**DIRECTIVES:**
- a) Can you reproduce word for word the part of the entries that opens with the line containing "of the snow" and closes with the line containing "<point>594,460</point>"?
- b) Could you carry the passage on investment securities and loans forward from its last sentence?

**PASSAGE PROVIDED:**

Investment securities
Total investment securities decreased to $13.1 million at March 31, 2026, from $13.5 million at December 31, 2025, a decrease of $0.4 million or 2.9%. The decrease was attributed to normal pay downs of securities. For detailed information on the composition and maturity distribution of our investment portfolio, see NOTE 3 - Investment Securities in the notes to the unaudited consolidated financial statements.
Loans
Our lending relationships are primarily with small to mid-sized businesses and individual consumers residing in and around Southern New Jersey and Philadelphia, Pennsylvania. We have also expanded our lending footprint in other areas, including New York and most recently South Carolina. We focus our lending efforts primarily in three lending areas: residential mortgage loans, commercial mortgage loans, and construction loans.
We originate residential mortgage loans with adjustable and fixed-rates that are secured by 1- 4 family and multifamily residential properties. These loans are generally underwritten under terms, conditions and documentation acceptable to the secondary mortgage market. A substantial majority of such loans can be pledged for potential borrowings.

**SOURCE RECORDS:**
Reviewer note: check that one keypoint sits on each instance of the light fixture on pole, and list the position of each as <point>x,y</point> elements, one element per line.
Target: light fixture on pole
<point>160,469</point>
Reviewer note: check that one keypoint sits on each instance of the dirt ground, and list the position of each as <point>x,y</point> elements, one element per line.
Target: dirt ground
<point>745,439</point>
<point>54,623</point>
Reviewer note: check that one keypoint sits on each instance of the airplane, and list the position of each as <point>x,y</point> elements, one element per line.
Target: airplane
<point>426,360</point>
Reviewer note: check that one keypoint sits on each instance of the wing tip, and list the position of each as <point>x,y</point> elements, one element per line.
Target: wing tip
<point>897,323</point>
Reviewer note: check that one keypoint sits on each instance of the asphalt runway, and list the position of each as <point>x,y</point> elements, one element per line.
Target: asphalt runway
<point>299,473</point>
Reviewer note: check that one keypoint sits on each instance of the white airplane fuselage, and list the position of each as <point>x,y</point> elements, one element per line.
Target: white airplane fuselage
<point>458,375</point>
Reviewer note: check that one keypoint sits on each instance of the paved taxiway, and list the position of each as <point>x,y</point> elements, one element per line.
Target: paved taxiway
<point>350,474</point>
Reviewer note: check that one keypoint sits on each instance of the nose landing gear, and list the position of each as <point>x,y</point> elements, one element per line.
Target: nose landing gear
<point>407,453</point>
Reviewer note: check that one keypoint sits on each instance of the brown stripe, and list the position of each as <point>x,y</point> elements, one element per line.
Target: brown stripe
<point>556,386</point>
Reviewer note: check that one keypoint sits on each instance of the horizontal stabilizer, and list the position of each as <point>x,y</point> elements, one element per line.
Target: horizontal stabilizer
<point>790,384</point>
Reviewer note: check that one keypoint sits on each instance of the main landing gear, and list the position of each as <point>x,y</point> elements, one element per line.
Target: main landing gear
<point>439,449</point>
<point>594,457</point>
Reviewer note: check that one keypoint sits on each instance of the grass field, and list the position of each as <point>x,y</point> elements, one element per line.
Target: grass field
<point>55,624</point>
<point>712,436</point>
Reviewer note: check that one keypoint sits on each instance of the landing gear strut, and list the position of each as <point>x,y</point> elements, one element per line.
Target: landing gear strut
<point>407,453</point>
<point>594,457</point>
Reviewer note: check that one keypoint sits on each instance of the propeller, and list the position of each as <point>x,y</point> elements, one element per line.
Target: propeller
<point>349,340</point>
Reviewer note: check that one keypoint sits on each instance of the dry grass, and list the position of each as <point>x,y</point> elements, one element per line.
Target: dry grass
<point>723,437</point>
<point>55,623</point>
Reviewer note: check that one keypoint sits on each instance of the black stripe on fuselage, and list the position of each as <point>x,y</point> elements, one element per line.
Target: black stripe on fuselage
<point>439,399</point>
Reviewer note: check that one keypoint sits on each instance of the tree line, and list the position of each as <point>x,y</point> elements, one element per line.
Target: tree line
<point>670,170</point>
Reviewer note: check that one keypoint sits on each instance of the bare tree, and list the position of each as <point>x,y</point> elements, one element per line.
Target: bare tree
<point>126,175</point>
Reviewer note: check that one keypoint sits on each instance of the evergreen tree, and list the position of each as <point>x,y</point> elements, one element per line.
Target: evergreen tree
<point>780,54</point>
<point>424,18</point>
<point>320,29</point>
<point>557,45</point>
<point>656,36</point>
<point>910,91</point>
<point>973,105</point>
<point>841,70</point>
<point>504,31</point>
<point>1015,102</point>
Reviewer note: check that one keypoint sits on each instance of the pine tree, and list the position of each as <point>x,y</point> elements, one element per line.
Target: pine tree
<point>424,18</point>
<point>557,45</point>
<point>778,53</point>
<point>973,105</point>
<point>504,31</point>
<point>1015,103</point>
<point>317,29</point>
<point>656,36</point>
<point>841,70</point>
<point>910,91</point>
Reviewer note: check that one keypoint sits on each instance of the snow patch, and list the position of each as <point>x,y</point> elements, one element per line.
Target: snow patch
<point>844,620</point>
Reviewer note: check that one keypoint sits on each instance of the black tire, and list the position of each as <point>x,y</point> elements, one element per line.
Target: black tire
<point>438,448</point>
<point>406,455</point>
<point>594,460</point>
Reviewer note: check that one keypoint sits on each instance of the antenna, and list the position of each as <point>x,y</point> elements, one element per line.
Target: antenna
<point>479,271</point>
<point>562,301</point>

**RESPONSES TO THE EXERCISE:**
- a)
Reviewer note: check that one keypoint sits on each instance of the snow patch, and list the position of each as <point>x,y</point> elements, one element per line.
Target: snow patch
<point>844,620</point>
Reviewer note: check that one keypoint sits on each instance of the black tire, and list the position of each as <point>x,y</point> elements, one element per line.
Target: black tire
<point>438,448</point>
<point>406,455</point>
<point>594,460</point>

- b)
We originate commercial real estate loans that are secured by commercial real estate properties that are owner and non-owner occupied real estate properties. These loans are typically larger in dollar size and are primarily secured by office buildings, retail buildings, warehouses and general purpose business space. The commercial mortgage loans generally have maturities of twenty years, but re-price within five years.
The construction loans we originate provide real estate acquisition, development and construction funds to individuals and real estate developers. The loans are secured by the properties under development. The construction loan funds are disbursed periodically at pre-specified stages of completion.
We also originate commercial and industrial loans, which provide liquidity to businesses in the form of lines of credit and may be secured by accounts receivable, inventory, equipment or other assets. In addition, we have a consumer loan portfolio which provides loans to individual borrowers.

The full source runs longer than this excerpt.